::: Texto de leitura
Com maior ou menor grau de aproximação, esses "ciclos ideológicos" do desenvolvimentismo ocorreram nos outros países da América Latina, sobretudo pelo protagonismo que a Comissão Econômica para a América Latina e o Caribe (CEPAL), com o pensamento de seus economistas, exerceu sobre os governos no continente. Da mesma maneira, esses países também assistiram à organização de inúmeros movimentos sociais, que elaboraram diversas formas de apoio ou de contestação aos princípios desenvolvimentistas, seja pelos limites, seja pelos ganhos sociais que o alcance desse pensamento representou. As resistências, que o XVII ENANPUR evoca, ocorrem historicamente, tanto no primeiro ciclo - movimentos vinculados à manutenção de elementos de um projeto nacional com a inclusão das massas urbanas -, quanto no segundo ciclo ideológico do desenvolvimentismo - movimentos sociais vinculados à redemocratização, incluindo ação direta de resistência guerrilheira e o adensamento dos movimentos sociais urbanos baseados na luta pelo espaço da cidade produzido na forma da “espoliação urbana”, compreendida nos termos de Kowarick (1979).
::::::
::: Dados fornecidos
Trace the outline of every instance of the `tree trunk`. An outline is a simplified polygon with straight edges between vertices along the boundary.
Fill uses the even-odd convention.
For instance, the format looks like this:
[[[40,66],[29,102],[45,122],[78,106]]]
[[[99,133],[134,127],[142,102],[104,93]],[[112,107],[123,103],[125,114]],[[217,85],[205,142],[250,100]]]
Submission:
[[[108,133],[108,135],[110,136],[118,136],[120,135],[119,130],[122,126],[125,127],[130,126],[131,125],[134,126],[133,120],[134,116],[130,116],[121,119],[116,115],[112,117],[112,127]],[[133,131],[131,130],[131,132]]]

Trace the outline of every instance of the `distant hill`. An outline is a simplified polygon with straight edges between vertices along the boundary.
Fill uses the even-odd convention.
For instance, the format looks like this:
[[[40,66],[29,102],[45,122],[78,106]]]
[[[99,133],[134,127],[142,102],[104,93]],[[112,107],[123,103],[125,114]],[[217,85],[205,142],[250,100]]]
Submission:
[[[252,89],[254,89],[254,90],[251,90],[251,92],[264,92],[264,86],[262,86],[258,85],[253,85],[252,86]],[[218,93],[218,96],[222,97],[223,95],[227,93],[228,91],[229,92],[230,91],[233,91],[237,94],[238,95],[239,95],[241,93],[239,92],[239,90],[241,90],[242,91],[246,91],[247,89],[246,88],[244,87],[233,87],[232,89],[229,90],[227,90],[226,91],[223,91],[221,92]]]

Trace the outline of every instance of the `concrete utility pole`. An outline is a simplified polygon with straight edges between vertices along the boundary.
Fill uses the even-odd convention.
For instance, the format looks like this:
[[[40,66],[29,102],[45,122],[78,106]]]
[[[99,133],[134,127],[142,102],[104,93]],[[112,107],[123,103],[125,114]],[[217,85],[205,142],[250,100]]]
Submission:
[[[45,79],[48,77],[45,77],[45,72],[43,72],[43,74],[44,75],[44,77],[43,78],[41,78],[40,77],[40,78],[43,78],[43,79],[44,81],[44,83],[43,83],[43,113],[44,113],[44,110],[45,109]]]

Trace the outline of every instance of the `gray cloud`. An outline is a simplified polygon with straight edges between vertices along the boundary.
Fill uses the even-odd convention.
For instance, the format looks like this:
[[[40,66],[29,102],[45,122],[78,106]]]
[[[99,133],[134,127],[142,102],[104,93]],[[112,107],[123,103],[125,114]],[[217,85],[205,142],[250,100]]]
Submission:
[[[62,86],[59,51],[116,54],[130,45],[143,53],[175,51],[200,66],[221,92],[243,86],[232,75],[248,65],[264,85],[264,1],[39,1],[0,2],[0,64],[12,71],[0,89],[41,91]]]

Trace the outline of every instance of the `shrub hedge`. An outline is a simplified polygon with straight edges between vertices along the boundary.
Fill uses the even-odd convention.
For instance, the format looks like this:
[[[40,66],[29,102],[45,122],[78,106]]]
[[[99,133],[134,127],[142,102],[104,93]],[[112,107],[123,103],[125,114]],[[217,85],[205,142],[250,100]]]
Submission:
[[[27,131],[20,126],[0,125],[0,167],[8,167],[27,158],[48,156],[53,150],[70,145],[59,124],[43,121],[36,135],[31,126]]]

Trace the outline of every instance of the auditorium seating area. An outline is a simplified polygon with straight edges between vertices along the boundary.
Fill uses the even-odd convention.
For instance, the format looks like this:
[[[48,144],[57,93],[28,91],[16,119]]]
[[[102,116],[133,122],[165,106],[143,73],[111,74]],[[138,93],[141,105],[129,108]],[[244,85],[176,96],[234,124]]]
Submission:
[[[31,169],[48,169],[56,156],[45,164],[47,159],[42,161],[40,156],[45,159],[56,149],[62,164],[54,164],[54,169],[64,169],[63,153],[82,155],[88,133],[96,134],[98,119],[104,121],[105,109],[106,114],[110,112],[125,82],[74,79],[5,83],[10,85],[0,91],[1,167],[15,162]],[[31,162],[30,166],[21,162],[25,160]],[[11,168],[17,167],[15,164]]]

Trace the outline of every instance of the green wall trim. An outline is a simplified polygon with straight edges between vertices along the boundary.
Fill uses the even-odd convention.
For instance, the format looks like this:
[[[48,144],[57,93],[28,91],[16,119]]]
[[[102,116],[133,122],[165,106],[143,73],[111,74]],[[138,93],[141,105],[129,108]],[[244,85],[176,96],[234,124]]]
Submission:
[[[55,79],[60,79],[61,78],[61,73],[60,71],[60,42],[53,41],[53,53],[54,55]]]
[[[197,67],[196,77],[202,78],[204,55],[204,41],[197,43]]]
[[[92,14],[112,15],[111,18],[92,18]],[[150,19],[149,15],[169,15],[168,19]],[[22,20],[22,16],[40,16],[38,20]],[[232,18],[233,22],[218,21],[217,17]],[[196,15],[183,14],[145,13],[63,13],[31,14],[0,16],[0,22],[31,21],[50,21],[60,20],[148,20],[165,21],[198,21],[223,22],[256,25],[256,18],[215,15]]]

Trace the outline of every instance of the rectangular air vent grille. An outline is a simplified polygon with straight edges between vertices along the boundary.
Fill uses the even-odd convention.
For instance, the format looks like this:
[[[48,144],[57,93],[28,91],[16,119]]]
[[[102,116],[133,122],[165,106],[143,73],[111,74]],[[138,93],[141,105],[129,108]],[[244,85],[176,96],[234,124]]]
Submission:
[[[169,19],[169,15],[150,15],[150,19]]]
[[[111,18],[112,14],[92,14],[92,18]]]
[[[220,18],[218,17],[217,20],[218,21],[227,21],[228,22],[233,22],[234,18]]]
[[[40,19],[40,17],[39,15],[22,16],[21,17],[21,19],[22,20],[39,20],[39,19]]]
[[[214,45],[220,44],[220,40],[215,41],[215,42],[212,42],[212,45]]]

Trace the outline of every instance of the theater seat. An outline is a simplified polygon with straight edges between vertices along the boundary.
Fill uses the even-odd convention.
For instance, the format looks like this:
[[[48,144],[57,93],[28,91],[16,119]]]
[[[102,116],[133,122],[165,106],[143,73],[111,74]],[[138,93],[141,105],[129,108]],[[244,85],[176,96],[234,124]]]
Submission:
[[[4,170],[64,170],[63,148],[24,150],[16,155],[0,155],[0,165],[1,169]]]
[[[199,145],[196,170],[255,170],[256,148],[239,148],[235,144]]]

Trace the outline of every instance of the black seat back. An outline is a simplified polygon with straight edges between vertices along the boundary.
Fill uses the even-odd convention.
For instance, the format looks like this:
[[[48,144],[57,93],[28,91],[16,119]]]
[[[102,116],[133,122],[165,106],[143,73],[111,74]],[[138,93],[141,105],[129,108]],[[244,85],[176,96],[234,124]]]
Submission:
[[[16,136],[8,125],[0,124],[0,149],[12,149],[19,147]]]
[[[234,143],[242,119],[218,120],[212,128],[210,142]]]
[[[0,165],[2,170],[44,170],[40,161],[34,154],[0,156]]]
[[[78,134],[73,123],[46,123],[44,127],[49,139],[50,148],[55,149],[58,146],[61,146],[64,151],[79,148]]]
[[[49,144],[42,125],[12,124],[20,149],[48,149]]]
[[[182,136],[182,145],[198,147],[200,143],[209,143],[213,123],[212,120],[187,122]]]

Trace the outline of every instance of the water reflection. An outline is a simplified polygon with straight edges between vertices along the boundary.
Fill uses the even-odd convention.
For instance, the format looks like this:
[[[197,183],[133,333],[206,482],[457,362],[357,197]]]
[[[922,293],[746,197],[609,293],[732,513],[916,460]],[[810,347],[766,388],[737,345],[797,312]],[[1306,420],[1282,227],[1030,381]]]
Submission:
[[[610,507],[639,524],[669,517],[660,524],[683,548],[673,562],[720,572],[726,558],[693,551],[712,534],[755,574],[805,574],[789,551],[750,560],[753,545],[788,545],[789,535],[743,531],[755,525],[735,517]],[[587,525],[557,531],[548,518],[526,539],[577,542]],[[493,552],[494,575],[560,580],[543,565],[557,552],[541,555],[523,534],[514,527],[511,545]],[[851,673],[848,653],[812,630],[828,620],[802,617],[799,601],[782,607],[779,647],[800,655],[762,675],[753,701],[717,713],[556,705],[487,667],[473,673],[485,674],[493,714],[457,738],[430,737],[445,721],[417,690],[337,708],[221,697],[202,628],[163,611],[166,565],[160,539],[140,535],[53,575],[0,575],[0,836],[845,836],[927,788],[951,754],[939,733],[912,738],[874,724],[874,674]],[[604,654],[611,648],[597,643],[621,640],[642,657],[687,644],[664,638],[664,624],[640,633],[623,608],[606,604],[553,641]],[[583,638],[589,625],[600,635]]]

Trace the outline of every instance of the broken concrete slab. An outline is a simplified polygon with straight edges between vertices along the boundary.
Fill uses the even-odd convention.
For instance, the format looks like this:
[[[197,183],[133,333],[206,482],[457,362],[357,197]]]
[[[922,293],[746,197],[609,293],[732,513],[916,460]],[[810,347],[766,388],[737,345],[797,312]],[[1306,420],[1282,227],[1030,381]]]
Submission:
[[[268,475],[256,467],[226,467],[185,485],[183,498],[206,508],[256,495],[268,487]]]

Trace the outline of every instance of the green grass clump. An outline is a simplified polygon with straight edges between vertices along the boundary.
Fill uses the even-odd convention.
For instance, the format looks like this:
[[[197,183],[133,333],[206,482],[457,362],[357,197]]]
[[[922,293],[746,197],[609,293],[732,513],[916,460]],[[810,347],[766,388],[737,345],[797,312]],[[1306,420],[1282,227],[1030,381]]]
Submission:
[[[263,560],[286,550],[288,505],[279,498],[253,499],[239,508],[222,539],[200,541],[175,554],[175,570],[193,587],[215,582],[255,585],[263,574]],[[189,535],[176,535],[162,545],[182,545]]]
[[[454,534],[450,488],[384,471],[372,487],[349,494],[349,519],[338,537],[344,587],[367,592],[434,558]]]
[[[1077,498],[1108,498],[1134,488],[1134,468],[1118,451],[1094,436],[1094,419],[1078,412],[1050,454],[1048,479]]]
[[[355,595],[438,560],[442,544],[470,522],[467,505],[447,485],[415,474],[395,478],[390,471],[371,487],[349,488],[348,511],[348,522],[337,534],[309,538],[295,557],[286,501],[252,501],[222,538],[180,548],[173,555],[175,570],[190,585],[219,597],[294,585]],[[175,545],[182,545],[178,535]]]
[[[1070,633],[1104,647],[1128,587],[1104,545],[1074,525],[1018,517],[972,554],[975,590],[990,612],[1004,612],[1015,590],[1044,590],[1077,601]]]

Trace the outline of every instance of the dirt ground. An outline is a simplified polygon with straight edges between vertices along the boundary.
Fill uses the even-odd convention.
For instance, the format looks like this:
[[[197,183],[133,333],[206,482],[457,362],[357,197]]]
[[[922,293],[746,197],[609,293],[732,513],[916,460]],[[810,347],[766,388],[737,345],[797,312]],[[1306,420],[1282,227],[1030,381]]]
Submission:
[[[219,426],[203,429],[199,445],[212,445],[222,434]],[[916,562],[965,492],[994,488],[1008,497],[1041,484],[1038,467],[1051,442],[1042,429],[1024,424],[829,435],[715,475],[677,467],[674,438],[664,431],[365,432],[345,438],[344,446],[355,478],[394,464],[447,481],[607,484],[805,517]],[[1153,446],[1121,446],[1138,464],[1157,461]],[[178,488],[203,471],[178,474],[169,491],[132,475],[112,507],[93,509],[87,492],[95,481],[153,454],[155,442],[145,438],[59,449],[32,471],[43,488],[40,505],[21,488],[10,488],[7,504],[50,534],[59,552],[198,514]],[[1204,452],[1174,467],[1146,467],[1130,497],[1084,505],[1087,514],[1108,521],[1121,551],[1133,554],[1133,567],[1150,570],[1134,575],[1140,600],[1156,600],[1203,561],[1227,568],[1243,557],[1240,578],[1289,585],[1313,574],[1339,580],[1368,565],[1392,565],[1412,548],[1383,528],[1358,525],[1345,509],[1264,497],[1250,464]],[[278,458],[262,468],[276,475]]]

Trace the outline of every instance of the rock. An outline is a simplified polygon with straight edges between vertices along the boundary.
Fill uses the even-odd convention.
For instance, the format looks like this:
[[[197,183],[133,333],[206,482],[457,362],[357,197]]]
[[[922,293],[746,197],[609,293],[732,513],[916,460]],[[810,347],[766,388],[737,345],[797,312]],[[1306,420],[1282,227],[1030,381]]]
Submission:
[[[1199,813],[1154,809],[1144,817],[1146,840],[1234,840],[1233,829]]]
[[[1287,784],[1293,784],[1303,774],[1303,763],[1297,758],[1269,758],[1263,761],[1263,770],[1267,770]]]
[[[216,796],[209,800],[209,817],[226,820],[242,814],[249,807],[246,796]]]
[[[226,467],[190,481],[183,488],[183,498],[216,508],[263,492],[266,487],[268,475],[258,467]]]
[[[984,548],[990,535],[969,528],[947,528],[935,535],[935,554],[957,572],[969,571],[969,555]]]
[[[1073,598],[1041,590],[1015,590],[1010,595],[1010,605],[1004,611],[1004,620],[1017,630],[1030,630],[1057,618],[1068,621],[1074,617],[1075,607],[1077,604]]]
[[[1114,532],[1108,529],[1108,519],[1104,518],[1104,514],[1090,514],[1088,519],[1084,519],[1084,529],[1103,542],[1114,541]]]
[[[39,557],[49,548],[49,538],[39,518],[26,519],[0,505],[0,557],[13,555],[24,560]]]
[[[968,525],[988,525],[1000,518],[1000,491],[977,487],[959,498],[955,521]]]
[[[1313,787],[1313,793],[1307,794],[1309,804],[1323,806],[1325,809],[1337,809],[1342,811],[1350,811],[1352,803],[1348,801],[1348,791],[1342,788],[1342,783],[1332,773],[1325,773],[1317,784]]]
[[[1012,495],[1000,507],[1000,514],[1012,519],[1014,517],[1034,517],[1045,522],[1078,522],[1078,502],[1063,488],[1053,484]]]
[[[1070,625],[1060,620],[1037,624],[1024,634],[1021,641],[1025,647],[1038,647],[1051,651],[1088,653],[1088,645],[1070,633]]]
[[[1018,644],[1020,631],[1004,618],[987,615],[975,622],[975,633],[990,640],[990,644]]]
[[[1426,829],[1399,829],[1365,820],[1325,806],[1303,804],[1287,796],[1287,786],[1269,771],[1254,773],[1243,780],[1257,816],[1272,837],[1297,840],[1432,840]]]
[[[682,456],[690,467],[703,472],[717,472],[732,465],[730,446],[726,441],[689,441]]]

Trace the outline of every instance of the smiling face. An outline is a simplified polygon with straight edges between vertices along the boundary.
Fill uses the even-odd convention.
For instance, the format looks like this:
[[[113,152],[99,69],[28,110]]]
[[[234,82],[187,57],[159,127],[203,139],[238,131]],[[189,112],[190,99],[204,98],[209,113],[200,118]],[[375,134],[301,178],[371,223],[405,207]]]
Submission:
::::::
__Enunciado 1__
Liste as formas de resistência que o texto sobre o desenvolvimentismo atribui a cada um dos dois ciclos ideológicos, indicando o ciclo correspondente.
__Enunciado 2__
Prossiga o texto sobre o desenvolvimentismo a partir da última frase apresentada.

__Resposta 1__
Primeiro ciclo:
- movimentos vinculados à manutenção de elementos de um projeto nacional com a inclusão das massas urbanas

Segundo ciclo:
- movimentos sociais vinculados à redemocratização
- ação direta de resistência guerrilheira
- adensamento dos movimentos sociais urbanos baseados na luta pelo espaço da cidade produzido na forma da "espoliação urbana"

__Resposta 2__
O quadro do Planejamento Urbano e Regional, no período delimitado por esta Sessão Livre, no que tange ao universo nacional, inclui desde as ações dos planos nacionais de desenvolvimento ao longo da chamada “Era Vargas” (1930-1964) passando pelas ações do SERFHAU (de 1964 a 1975), articuladas ao discurso das produções urbana e habitacional integradas, e também as demais ações do regime militar sobre as questões habitacional e urbana. (BIELSCHOWSKY, 2004; BIELSCHOWSKY, 2011). No que diz respeito à América Latina, esse arco temporal abrange desde uma ação estatal mais centralizada (em que houve uma adoção mais ou menos hegemônica de planos globais e promoção de conjuntos habitacionais que seguiram os preceitos do movimento moderno), até as propostas de planejamento participativo (que inclui dinâmicas mais democráticas no agenciamento do território e a participação dos usuários no projeto e na realização de conjuntos habitacionais de caráter social). Compreender o percurso da formulação de planos nacionais de desenvolvimento é fundamental para enfrentar os desafios atuais do desenvolvimento nacional, tendo como um dos mais estruturais a questão da recorrente superação pelos governos que se sucedem, sem que se possa finalizar a implantação das metas pretendidas; outra questão na formulação de planos nacionais encontra-se nas dificuldades de se fazerem aprovar no Congresso Nacional e, quando o são, de se fazerem efetivar nas instâncias federativas envolvidas.

Palavras-chave: desenvolvimento, Brasil, América Latina.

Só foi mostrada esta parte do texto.